Task instructions:
Could the data below be copied exactly, minus the pictures?

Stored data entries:
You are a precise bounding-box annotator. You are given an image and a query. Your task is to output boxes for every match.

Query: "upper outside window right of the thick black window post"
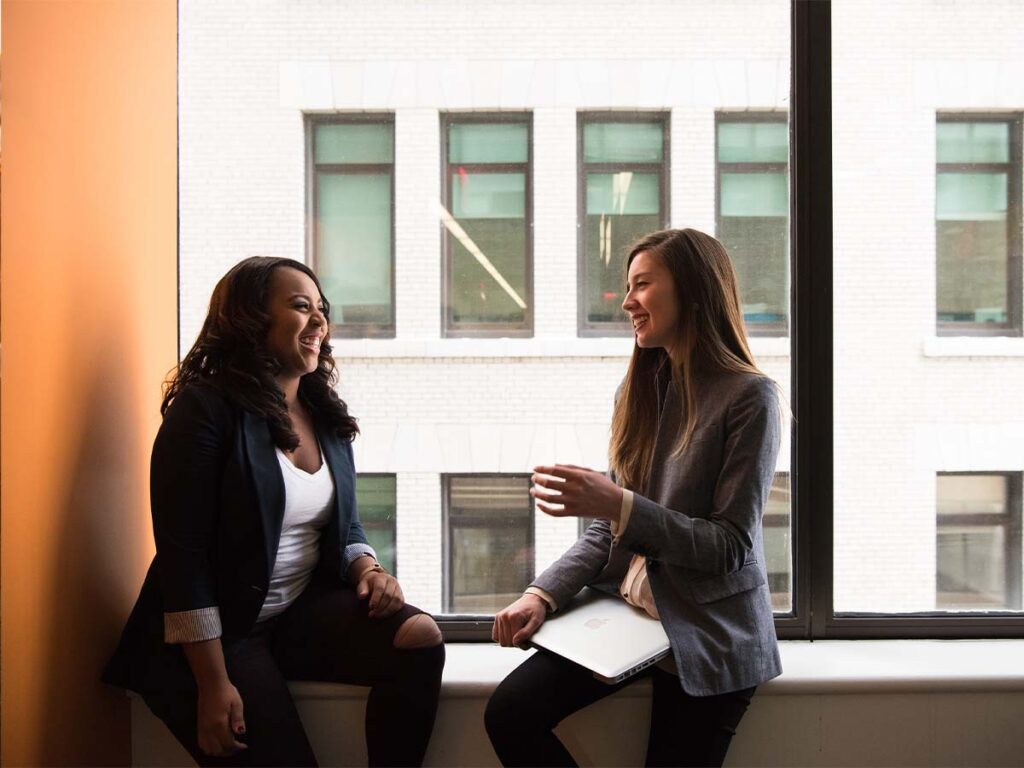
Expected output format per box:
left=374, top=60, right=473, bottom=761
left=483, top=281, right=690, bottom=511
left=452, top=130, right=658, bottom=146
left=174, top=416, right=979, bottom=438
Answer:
left=935, top=117, right=1020, bottom=330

Task result:
You are a precise bounding-box annotator. You are given an image and a query. Your task is to output boxes for every match.

Query: "upper outside window right of the thick black window post"
Expected output format per box:
left=374, top=60, right=473, bottom=761
left=483, top=281, right=690, bottom=511
left=452, top=130, right=658, bottom=146
left=174, top=416, right=979, bottom=438
Answer:
left=935, top=117, right=1020, bottom=330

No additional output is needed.